(Collected data entries)
--- begin ---

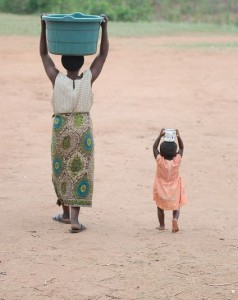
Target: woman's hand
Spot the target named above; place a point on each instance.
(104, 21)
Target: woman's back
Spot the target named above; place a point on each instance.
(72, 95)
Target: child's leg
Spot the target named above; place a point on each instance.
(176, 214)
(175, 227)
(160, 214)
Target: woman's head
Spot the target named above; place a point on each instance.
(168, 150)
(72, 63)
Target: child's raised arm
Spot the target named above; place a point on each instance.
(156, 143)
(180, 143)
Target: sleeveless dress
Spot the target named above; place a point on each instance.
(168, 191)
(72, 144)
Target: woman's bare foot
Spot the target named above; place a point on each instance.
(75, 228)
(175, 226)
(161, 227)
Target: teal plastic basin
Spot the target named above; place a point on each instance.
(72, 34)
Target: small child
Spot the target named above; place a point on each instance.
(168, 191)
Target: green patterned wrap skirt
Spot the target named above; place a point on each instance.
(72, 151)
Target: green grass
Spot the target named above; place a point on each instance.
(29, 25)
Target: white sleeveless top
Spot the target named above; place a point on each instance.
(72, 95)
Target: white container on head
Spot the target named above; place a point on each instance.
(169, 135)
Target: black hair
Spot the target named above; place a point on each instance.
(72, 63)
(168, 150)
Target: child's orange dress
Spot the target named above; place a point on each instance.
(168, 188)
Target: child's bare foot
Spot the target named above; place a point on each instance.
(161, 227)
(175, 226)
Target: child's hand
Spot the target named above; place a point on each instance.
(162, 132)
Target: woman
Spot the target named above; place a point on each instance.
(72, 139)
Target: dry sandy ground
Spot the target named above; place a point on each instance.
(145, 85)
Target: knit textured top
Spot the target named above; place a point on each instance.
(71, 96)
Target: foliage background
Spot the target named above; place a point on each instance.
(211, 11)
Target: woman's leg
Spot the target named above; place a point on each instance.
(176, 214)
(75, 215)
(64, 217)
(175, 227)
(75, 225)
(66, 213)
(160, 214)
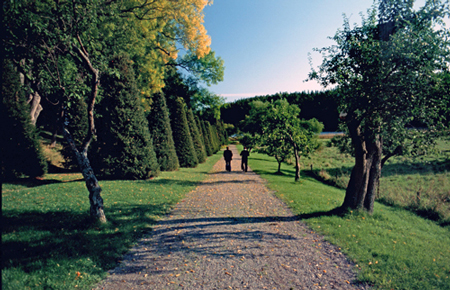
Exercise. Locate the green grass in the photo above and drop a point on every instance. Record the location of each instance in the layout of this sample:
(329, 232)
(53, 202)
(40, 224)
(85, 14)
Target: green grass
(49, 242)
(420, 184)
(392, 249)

--- end ---

== The request ==
Format the items as a Markdown table with the columns "n" and "Line." Start at the line that contains "Target: knit textured top" and continue through the last line of the items, giving each line its own numbered row and leaving out blank lines and pictures.

== The reply ==
| n | Line |
|---|---|
| 1 | Target: knit textured top |
| 2 | Spot the target named above; place a point on each instance. |
| 3 | (71, 96) |
| 4 | Target: foliage background |
| 5 | Spot the target named above; place a point on each instance. |
| 6 | (211, 11) |
| 7 | Target: woman's leg |
| 8 | Spot the target named above; place a point on each instance. |
| 9 | (176, 214) |
| 10 | (75, 215) |
| 11 | (64, 217) |
| 12 | (175, 227) |
| 13 | (75, 225) |
| 14 | (66, 213) |
| 15 | (160, 214) |
| 16 | Exercise. Locate the green grass in the photo above and drop a point on every instance. Record the location of each instance in the layout of this sample: |
| 17 | (329, 232) |
| 18 | (53, 202) |
| 19 | (40, 224) |
| 20 | (85, 14) |
| 21 | Target: green grass |
| 22 | (49, 242) |
| 23 | (420, 184) |
| 24 | (392, 249) |